◆ AUFGABE 1
Wessen Geschäft haben Anhänger der Letzten Generation laut der Kolumne besprüht?

|---|

EINE GEGENWELT

Meine kleine Kolumne soll immer einen Gedankenanstoß geben, eine Welt in der Nussschale beschreiben, und manchmal geht es auch um eine Gegenwelt. Vor ein paar Tagen besprühten Anhänger der Letzten Generation u.a. das Luxus-Geschäft von Michael Meyer am Strönwai in Kampen auf Sylt. Selbst nach drei Tagen ist noch orangene Farbe überall. Es sieht aus wie auf einer Kunstaktion der Art Basel. Ist es aber nicht. Die Empörung ist aller Ortens zu hören und zu lesen. Ich schließe mich dem an, male mir aufgebracht aus, wie ich einschreite, wenn es vor unserer Haustür stattfinden sollte, das alte Kapitänshaus, der Strandkorb davor, eine Attacke auf meine (Luxus-)Idylle.

|---|

◆ AUFGABE 2
Gib an, in wie vielen Zeilen der Datensätze die Zeichenfolge „target“ vorkommt, und nenne nur die Zahl.

In einem Datenbestand enthaltene Datensätze

|---|

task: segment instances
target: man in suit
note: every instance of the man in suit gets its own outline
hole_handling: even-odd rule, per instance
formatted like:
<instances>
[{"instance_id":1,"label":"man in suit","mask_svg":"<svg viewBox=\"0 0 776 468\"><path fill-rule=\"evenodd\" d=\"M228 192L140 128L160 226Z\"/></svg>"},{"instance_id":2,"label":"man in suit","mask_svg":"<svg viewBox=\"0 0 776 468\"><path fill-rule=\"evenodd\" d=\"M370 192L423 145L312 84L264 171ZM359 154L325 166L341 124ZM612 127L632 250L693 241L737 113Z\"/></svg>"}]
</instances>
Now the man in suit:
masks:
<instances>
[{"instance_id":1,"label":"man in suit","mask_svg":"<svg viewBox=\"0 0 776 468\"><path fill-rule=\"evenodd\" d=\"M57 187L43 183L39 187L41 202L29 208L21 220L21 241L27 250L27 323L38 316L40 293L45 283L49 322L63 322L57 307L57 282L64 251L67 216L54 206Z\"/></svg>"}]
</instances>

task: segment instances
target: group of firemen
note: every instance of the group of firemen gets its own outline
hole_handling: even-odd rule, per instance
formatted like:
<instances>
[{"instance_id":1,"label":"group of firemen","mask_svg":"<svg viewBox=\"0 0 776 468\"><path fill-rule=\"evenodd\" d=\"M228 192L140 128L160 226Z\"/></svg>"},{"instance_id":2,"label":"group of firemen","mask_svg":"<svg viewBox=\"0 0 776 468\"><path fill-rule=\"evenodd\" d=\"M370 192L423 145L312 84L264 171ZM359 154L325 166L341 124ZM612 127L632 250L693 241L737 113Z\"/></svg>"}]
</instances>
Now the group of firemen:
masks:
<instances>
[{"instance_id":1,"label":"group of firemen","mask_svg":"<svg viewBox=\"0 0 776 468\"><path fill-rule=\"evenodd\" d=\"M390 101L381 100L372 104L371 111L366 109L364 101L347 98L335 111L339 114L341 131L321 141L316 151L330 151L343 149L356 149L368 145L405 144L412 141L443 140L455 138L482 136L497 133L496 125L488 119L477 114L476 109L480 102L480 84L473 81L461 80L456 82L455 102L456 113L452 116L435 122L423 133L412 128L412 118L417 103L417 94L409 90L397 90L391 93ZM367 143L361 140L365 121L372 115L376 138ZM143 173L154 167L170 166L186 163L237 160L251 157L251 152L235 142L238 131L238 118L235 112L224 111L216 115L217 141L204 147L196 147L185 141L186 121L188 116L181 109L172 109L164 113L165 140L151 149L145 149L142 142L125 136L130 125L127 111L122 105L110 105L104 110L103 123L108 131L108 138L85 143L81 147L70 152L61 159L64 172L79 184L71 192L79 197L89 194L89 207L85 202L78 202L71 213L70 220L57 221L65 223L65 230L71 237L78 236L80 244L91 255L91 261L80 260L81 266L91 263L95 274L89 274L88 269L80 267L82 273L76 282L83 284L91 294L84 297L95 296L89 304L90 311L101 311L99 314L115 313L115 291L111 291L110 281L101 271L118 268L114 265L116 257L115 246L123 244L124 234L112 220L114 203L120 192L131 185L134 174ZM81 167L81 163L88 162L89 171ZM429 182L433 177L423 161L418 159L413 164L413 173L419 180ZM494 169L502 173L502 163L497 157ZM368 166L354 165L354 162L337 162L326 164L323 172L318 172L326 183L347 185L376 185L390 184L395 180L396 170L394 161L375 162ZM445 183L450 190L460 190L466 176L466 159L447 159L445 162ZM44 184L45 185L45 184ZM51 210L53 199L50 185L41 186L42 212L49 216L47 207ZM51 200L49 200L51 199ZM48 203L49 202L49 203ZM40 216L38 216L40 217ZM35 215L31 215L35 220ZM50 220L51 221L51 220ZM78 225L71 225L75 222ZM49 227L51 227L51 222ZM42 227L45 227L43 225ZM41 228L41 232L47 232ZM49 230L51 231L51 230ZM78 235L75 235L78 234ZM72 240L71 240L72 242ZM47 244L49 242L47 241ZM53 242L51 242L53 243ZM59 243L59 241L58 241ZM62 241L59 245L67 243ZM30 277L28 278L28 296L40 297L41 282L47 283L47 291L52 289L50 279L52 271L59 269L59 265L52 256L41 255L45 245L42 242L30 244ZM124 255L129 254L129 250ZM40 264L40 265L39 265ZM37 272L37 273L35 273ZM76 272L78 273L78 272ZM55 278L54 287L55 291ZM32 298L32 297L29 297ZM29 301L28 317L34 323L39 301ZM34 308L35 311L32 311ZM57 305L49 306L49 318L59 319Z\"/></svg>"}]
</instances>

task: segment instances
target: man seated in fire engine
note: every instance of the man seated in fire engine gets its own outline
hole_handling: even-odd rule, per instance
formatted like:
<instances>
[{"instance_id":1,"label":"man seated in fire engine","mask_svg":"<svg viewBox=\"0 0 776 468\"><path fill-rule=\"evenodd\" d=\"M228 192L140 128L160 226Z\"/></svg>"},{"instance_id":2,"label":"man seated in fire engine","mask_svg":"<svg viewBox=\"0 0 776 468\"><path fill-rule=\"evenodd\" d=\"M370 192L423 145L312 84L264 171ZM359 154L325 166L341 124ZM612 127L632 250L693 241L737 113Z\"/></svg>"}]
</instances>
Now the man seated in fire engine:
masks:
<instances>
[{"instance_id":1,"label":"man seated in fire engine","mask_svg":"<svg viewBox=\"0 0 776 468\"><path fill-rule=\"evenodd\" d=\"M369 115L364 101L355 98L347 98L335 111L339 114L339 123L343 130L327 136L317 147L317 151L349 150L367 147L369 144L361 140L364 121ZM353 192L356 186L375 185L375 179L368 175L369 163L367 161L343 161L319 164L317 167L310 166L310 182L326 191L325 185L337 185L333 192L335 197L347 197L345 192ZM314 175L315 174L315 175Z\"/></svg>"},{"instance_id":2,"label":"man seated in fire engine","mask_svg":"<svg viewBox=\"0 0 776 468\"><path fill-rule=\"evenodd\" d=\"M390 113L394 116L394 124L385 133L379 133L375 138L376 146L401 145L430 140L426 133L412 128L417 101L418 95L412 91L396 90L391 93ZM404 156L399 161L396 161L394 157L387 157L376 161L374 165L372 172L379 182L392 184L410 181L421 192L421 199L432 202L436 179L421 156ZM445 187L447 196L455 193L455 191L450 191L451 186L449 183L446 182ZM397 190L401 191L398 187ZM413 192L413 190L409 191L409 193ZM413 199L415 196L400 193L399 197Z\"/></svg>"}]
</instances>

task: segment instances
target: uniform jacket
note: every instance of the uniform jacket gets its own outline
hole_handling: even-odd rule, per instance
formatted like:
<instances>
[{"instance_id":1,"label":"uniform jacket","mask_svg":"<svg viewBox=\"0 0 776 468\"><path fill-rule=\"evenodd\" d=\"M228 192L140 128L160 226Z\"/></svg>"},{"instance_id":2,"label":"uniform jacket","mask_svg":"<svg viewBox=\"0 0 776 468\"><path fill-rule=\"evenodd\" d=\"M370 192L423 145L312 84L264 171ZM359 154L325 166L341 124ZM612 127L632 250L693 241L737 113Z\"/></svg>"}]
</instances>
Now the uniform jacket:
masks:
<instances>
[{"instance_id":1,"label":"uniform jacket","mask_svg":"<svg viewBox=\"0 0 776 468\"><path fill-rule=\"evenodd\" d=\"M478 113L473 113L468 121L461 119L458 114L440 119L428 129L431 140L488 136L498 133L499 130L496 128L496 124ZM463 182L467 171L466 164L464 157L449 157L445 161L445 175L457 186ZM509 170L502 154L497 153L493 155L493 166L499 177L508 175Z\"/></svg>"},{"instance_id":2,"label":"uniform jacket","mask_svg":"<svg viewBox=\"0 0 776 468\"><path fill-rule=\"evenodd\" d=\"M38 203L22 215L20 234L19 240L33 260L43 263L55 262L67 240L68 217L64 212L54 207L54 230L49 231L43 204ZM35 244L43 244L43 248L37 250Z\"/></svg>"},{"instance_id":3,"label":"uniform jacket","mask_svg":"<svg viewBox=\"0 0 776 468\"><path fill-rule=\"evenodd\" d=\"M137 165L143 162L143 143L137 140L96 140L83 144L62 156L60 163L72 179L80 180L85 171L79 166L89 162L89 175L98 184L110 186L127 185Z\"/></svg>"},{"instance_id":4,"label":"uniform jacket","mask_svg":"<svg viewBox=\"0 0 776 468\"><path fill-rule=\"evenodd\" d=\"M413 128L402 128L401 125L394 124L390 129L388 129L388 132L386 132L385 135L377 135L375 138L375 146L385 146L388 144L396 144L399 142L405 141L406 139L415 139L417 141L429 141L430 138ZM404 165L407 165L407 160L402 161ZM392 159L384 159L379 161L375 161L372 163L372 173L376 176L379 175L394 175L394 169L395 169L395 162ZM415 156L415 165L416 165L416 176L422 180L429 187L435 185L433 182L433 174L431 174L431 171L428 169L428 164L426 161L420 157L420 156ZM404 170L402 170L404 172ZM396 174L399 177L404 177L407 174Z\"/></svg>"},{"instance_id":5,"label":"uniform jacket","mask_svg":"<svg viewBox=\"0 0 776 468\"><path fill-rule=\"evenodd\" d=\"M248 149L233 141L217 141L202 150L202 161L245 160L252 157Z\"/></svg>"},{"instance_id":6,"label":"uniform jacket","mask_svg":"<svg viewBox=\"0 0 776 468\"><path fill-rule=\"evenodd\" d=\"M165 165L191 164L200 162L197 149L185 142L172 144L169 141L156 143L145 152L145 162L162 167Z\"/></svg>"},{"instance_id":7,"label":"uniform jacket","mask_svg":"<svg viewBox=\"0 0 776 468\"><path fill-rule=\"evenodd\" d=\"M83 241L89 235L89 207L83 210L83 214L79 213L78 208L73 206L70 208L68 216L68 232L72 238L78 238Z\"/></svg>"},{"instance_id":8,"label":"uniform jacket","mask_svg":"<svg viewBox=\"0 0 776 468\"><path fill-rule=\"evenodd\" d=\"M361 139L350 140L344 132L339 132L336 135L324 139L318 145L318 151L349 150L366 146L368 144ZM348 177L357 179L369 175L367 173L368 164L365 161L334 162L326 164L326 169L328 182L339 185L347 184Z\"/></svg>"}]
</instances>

|---|

◆ VOLLSTÄNDIGE AUSGABE 1
Das Luxus-Geschäft von Michael Meyer am Strönwai in Kampen auf Sylt.

◆ VOLLSTÄNDIGE AUSGABE 2
4